[[ Text segment, beginning ]]

UC Cooperative Extension viticulture farm advisor in Mendocino County, Glenn McGourty, believes a small glass of good dessert wine is the best way to end a meal.

“I always encourage people to try it,” McGourty said. “A lot of people say they don’t like sweet wine. Then they try it and realize they do. People are usually pleasantly surprised.”

Producing sweet wine in central California

Many sweet and dessert wines are made from grape juice with sugar concentrated by partial drying, freezing, botrytis infection and late harvesting, according to UC viticulture specialist Matthew Fidelibus, a conference organizer.

Fidelibus researches winegrape cultivars best suited for the San Joaquin Valley of California at the UC Kearney Agricultural Research and Extension Center near Parlier, where the weather is quite different from the storied wine production locales in Napa and Sonoma counties.

Fidelibus’ interest in sweet wine was piqued in 2008 by an unplanned, but fortuitous experiment with Diamond muscat raisin grapes. Fidelibus was researching a labor-saving process for drying raisins, called dried-on-the-vine.  Instead of putting grapes on paper trays between vineyard rows, the producer cuts the grapes’ stems and leaves the clusters to dry in the canopy, where they can later be harvested mechanically.

Sometimes, however, cool temperatures early in the fall prevent the grapes from drying adequately. Such was the case with the Diamond muscat grapes. The weather that year left Fidelibus with a supply of partially dried, withered grapes. Fidelibus shipped them to enologists in Davis to be made into wine.

“It was really delicious sweet wine,” Fidelibus said. “It started me thinking, maybe we should be studying grapes intended be dried and made into wine to offer another opportunity for smaller local vintners to produce a product with a higher value than the products we have now.”

There is still a great deal of experimentation necessary to expand the valley sweet wine industry, such as which grapes are ideal, under what conditions should they be grown and how to treat those grapes after they have been dried. Fidelibus hopes to add ancient Greek winegrape varieties – such as Assyrtiko and Athiri –  to the collection of fruit he is growing for observation at Kearney.

[[ Text segment, end ]]
[[ Dataset records, beginning ]]

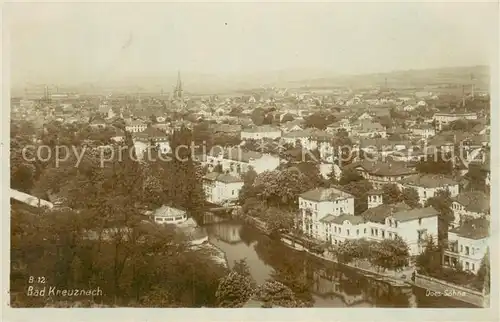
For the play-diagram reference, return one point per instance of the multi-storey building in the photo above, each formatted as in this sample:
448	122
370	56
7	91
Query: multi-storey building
470	204
381	173
221	188
427	185
467	245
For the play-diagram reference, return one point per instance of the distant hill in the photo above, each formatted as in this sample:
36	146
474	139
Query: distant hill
198	83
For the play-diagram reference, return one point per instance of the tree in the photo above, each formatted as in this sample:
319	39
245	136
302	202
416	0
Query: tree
258	115
281	188
442	203
319	120
311	171
287	118
351	250
390	254
274	293
391	194
278	220
248	191
410	197
234	290
482	280
429	261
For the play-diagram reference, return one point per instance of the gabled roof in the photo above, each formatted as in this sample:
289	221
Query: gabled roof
325	194
380	213
417	213
339	220
222	177
383	168
473	229
474	201
429	181
166	211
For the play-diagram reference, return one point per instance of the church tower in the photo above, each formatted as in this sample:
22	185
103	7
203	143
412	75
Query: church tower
178	88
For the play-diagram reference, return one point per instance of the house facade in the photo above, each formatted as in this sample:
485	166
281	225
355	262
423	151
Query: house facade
443	119
319	203
261	132
470	204
221	188
467	245
428	185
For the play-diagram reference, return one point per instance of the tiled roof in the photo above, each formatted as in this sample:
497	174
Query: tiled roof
475	201
429	181
262	129
339	220
325	194
407	215
165	211
383	168
379	213
222	177
474	229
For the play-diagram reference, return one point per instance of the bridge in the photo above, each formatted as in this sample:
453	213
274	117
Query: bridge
30	200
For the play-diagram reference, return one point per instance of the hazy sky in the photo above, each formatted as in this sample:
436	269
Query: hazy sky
89	42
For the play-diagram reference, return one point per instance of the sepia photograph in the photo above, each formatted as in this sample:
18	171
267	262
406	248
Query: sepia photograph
250	155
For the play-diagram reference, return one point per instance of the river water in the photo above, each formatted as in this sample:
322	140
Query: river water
324	284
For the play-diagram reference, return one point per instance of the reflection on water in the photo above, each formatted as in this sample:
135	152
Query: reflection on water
323	284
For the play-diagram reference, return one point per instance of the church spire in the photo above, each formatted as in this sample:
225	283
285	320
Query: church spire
178	87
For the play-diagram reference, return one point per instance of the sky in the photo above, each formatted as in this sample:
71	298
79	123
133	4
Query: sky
68	42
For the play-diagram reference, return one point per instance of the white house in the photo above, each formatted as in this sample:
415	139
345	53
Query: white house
467	245
238	161
261	132
318	203
375	198
423	130
443	119
221	188
169	215
470	204
427	185
412	225
135	126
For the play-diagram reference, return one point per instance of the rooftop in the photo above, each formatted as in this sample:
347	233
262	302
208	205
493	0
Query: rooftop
474	229
166	211
475	201
417	213
339	220
325	194
429	181
379	213
221	177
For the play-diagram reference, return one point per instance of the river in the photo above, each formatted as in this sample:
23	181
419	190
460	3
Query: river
324	284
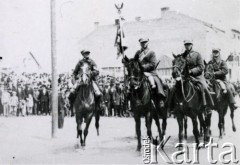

[[ Dataset records, end ]]

§ **Check your understanding**:
A: In the text about sweet wine, which grapes did Fidelibus end up with partially dried in 2008 because of cool fall weather?
B: Carry on the text about sweet wine, picking up right after its final sentence.
The data above is separate material that has nothing to do with the text about sweet wine.

§ **Outputs by task**:
A: Diamond muscat raisin grapes.

B:
“I think the Greek wines are very interesting,” Fidelibus said. “The way the grapes are dried is similar to the way raisins are dried here. Farmers are familiar with that kind of process. And the wines are very distinctive. “

Among the participants at the sweet wine seminar were Dinuba farmer Tory Torosian and his sons Tory Jr. and Sarkis. The Torosians cultivate a diversity of specialty fruit on an 80-acre farm at the foot of Smith Mountain. They sell their produce directly to consumers at San Francisco and Fresno farmers markets. Sarkis, currently a junior at Dinuba High School, is planning to major in enology at Fresno State or UC Davis and dreams of eventually producing a special sweet wine from grapes grown on the family farm.

“Those are the kind of people who would be able to do something like this,” Fidelibus said. “It wouldn’t make sense for them to make regular table wine. That’s readily available. These would be handmade, top quality wines that demand a premium price.”

Such a specialty product corresponds with the Old World custom of sharing an exquisite sweet wine with guests, a practice described by Wine Hall of Famer Darrell Corti at the sweet wine seminar.

“They are used as welcome drinks,” he said. “They indicate your standing in the household when they are served to you. The glass is always small, but it may be refilled often. They show the esteem the producer has for you. Table wine is for consumption. Sweet wines, especially the natural sweet ones, are for celebration. We should look at them in that light.”